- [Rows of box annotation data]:
——

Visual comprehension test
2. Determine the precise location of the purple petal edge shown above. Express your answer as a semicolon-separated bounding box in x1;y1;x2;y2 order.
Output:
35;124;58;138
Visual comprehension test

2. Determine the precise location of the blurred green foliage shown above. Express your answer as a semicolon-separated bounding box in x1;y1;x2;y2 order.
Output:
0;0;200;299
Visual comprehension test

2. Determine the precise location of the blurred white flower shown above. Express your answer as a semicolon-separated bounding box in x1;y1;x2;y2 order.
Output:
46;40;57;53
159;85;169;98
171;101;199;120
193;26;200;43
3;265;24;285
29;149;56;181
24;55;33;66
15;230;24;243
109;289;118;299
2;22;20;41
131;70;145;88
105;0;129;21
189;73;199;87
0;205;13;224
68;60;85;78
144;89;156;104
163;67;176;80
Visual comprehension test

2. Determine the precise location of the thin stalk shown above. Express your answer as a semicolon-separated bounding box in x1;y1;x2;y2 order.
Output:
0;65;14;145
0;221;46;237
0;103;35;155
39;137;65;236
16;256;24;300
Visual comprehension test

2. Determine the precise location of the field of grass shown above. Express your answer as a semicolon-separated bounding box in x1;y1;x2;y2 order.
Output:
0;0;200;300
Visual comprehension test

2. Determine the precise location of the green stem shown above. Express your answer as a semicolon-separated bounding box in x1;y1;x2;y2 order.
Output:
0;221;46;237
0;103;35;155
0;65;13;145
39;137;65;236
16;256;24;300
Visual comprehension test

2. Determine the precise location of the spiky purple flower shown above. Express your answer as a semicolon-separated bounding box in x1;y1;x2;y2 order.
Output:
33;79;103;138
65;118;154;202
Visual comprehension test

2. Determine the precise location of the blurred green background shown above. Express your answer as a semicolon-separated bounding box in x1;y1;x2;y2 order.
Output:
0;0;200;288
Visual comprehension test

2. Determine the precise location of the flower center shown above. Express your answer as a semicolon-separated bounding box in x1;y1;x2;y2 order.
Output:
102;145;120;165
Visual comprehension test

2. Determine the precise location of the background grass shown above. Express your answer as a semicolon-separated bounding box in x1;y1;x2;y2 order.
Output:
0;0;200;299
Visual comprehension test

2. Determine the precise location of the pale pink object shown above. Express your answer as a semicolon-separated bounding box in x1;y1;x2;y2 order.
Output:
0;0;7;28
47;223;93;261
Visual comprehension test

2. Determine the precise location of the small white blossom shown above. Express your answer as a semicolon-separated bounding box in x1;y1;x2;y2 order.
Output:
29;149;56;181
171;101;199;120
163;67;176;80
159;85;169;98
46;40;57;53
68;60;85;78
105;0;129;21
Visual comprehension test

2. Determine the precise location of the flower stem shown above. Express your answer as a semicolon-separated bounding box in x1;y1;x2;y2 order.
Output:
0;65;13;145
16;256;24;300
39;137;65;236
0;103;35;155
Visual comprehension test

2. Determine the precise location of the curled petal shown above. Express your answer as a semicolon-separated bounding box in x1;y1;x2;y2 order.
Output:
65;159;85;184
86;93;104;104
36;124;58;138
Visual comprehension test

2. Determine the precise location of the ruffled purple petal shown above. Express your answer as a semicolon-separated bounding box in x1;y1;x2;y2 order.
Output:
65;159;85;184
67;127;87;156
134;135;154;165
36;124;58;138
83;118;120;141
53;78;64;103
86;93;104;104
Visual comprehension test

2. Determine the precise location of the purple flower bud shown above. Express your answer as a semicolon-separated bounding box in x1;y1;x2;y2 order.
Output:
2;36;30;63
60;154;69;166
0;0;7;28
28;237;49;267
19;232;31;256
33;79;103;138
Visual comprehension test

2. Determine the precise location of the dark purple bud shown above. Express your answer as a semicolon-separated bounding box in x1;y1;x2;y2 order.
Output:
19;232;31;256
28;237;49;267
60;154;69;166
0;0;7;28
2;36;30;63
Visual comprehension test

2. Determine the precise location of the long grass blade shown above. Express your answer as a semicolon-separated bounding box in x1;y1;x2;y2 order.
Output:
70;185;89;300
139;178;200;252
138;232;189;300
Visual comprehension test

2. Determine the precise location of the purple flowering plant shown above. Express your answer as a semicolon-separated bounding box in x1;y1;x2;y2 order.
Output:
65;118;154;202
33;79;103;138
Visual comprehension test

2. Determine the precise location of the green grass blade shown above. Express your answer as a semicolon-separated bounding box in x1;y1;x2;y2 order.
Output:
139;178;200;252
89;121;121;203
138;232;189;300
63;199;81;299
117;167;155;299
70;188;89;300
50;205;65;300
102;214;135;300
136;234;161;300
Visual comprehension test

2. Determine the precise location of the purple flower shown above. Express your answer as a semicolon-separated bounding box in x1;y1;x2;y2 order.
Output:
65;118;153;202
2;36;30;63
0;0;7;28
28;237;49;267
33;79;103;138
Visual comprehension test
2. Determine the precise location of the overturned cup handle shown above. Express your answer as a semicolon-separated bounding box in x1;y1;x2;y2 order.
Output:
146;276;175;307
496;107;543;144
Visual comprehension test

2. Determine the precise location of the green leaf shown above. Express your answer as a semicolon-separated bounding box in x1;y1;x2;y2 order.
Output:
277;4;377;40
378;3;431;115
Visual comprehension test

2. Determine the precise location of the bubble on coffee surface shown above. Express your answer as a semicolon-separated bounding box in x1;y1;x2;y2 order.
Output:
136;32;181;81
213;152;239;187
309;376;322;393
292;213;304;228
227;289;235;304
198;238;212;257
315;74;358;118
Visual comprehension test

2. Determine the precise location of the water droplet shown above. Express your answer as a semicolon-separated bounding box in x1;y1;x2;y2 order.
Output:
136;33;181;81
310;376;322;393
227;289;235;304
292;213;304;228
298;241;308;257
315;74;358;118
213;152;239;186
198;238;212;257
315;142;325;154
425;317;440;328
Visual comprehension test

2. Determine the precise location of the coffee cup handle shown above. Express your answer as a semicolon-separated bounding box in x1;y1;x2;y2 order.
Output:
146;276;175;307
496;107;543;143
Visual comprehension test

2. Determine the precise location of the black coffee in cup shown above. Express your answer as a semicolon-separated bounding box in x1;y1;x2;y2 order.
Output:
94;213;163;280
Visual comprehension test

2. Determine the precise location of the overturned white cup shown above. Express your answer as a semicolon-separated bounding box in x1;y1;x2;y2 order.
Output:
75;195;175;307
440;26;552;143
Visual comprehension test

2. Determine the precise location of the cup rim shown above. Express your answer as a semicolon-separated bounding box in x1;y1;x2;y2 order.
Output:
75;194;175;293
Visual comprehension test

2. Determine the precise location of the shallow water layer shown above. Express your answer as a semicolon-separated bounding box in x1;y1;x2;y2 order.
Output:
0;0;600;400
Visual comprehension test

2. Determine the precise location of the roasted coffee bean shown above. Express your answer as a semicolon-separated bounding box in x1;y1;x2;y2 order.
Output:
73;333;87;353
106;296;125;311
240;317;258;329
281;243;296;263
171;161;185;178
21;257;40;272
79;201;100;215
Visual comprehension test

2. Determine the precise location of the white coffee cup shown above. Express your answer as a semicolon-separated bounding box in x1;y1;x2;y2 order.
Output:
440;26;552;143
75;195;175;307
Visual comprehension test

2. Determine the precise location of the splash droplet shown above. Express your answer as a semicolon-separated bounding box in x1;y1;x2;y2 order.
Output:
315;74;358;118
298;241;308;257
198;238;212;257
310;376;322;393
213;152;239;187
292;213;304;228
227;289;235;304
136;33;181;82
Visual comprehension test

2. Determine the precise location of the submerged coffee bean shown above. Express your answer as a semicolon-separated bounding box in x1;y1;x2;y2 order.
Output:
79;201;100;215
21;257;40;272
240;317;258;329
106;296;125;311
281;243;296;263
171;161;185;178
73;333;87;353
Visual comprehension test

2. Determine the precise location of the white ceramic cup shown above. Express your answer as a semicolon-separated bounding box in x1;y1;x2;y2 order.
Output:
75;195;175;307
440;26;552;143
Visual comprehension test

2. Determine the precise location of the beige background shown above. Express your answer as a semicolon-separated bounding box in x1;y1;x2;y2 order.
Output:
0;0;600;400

——

- [Requirements]: Please return every line from the records above that contains the word "droplet".

- [Written response]:
2. Determine the precise location of the water droplet shown above. Express your answer as a semicolon-separated bounding box in x1;y1;x2;y2 order.
2. Determine the precise location of the splash droplet shown above. Express your answer as a semicolon-separated bounding box in x1;y1;x2;y2 order.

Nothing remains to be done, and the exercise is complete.